• Records shown:
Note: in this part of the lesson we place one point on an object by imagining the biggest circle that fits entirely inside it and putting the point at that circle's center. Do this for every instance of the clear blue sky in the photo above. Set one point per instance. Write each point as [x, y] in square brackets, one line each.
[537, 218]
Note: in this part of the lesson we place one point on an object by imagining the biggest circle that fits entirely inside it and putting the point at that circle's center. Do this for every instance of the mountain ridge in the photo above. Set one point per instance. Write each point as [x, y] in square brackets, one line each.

* * *

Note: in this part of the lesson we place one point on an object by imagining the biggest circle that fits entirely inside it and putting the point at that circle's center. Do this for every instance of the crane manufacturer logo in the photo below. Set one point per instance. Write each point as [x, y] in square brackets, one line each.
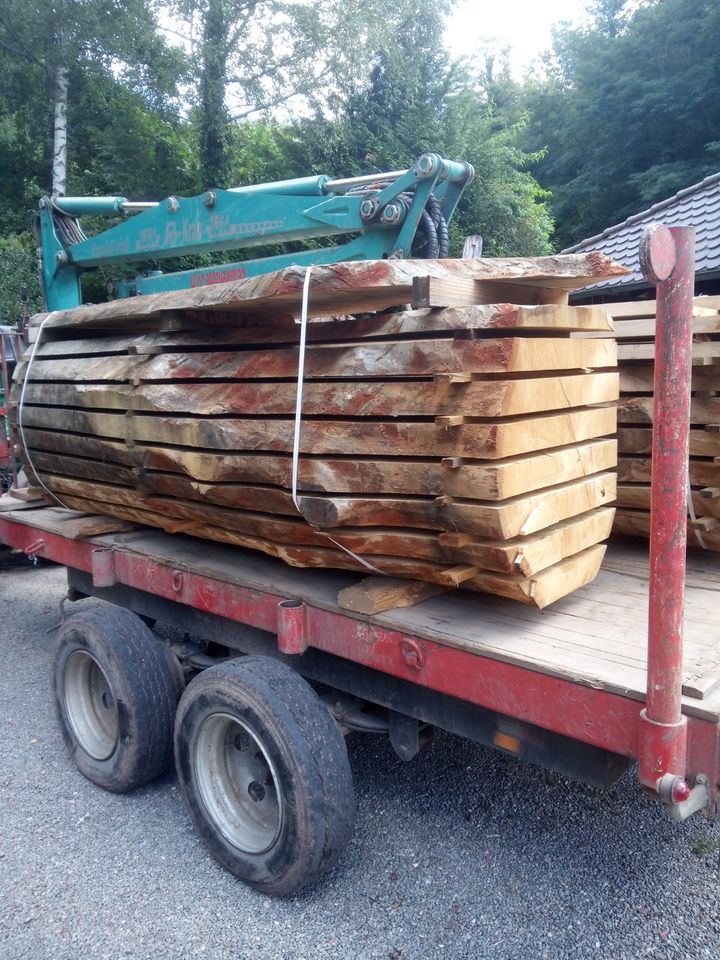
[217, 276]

• Request:
Rewrite the entries starting at the line that contains "of the clear" and ending at the line that contains "of the mountain", swapping "biggest circle" for "largest circle" and leaving everything else as it stands.

• Final result:
Note: in this part of the lesson we place one point on an object by imagining the largest circle that fits entirely inside it and putting the point at that circle's center. Do this for every instance of the clear blue sky in the photo above. Set one point per instance. Write each point as [x, y] in square brackets, one line each.
[537, 218]
Note: in this part of the lesson we place one point on an object by imagining the largest circle that fits entirely inside it and putting the point at that circle's center. Do this for every instance of the mountain ridge in the photo above. Set one point per instance. Write each point as [x, y] in square brackets, one line each.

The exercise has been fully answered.